Co-management across service lines has become increasingly common in hospital medicine. While debate continues over clinical outcomes, some co-management arrangements have led to enhanced provider satisfaction, which may have implications for burnout.

We have established successful co-management services with orthopedics, urology (GU), otorhinolaryngology (ENT), trauma and neurosurgery (NS). We are a large urban/suburban academic division with over 80 hospitalists at 2 tertiary care facilities. We have been able to create a viable model for increasing hospitalist productivity and specialization while simultaneously improving job satisfaction.


To demonstrate how to create multiple co-management services in a large academic institution while enhancing job satisfaction among hospitalists and potentially drawing new hires. 


In 2015, a core group of 4 hospitalists (OHOS) started medically co-managing post-operative orthopedic patients. The agreement included a single contact number, 24-hour availability, enhanced communication and order writing privileges. Annually, each core hospitalist spends 25% of their time on OHOS. Initial success of this service model led to expansion to GU, trauma, ENT, and NS. Each new model created a hospitalist leadership opportunity. Through our co-management arrangements, we have demonstrated improved patient experience and performance metrics. High surgeon satisfaction led us to investigate hospitalist satisfaction.

Hospitalists (n =22) were surveyed on their experience rotating through co-management services. Respondents noted improved expertise (81.8%), increased sense of value (68.2%), neutral or improved work schedule flexibility (95.5%) and a positive contribution to overall job satisfaction (68.2%). Most felt that workload was not increased (86.4%).

(Point localization records)
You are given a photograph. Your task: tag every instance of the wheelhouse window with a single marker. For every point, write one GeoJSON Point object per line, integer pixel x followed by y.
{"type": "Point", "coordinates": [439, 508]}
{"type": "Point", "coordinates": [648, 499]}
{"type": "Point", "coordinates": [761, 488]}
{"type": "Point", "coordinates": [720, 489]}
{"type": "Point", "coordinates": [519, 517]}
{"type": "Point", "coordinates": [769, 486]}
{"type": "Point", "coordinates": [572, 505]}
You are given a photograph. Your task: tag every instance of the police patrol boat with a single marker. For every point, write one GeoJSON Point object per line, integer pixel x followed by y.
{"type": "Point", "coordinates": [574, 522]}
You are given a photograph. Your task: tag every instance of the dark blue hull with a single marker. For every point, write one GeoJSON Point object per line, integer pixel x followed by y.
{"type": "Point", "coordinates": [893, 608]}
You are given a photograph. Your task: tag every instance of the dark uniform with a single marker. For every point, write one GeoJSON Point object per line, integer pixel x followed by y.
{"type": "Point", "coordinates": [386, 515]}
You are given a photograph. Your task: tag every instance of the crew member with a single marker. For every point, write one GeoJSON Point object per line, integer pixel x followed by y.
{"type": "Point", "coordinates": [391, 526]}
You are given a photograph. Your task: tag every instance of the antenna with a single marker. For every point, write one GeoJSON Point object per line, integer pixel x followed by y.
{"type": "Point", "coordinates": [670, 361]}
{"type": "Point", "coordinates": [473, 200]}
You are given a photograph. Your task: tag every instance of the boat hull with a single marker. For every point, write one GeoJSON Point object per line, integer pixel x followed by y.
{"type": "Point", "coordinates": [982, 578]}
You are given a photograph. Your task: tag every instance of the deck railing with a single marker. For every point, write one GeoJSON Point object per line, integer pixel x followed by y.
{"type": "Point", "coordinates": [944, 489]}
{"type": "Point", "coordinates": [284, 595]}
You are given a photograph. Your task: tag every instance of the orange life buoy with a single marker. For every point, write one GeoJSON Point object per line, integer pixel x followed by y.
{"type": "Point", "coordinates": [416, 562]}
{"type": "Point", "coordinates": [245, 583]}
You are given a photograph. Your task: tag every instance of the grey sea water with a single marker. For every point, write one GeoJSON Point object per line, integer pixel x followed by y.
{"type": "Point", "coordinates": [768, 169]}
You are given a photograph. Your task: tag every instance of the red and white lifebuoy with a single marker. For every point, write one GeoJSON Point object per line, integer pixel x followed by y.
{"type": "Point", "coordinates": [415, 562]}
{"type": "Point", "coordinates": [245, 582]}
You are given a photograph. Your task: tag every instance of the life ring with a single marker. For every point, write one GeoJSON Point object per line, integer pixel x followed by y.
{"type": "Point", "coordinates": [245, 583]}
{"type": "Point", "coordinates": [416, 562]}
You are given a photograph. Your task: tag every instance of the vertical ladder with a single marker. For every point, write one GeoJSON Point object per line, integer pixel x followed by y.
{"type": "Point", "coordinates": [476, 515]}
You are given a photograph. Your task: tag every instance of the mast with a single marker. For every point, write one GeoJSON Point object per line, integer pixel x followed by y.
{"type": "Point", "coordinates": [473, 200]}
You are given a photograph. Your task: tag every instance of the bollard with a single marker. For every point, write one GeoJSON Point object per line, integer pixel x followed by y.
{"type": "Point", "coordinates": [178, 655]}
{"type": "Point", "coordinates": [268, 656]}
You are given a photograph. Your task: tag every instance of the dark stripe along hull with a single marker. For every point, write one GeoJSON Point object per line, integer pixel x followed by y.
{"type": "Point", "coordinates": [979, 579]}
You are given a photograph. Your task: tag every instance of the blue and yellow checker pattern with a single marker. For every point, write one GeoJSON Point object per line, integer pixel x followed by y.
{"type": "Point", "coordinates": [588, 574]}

> Assigned task 1
Quote the passage of the hospitalist co-management text that opens with the words containing "Hospitalists (n =22)" and closes with "not increased (86.4%).".
> Assigned task 2
Which service lines does the hospitalist co-management text name as having established co-management services with the hospitalists?
> Assigned task 3
Proceed with the hospitalist co-management text, picking up after its final sentence.
The records are separate material, unrelated to the hospitalist co-management text.

> Task result 1
Hospitalists (n =22) were surveyed on their experience rotating through co-management services. Respondents noted improved expertise (81.8%), increased sense of value (68.2%), neutral or improved work schedule flexibility (95.5%) and a positive contribution to overall job satisfaction (68.2%). Most felt that workload was not increased (86.4%).

> Task result 2
Orthopedics, urology (GU), otorhinolaryngology (ENT), trauma, neurosurgery (NS)

> Task result 3
Based on these encouraging results, a separate survey of newly hired hospitalists (n = 16) was conducted to investigate the impact of our co-management model on recruitment. While only 31.3% of respondents agreed that co-management was specifically a factor, an overwhelming majority agreed that the schedule structure (93.8%) and leadership opportunities (75.0%) were factors. As such, we believe co-management opportunities were a new hire draw.


Over the last 2 years, our large division has seen a rapid expansion as we have established multiple co-management services. Our data reveal that co-management has contributed to improved sense of clinical expertise, value, flexibility, and overall job satisfaction and, through its impact on hospitalist schedules and leadership opportunities, may potentially aid recruitment.  Next steps include reviewing this year’s SHM Engagement Survey results to see if these improvements in job satisfaction have led to decreased risk of burnout.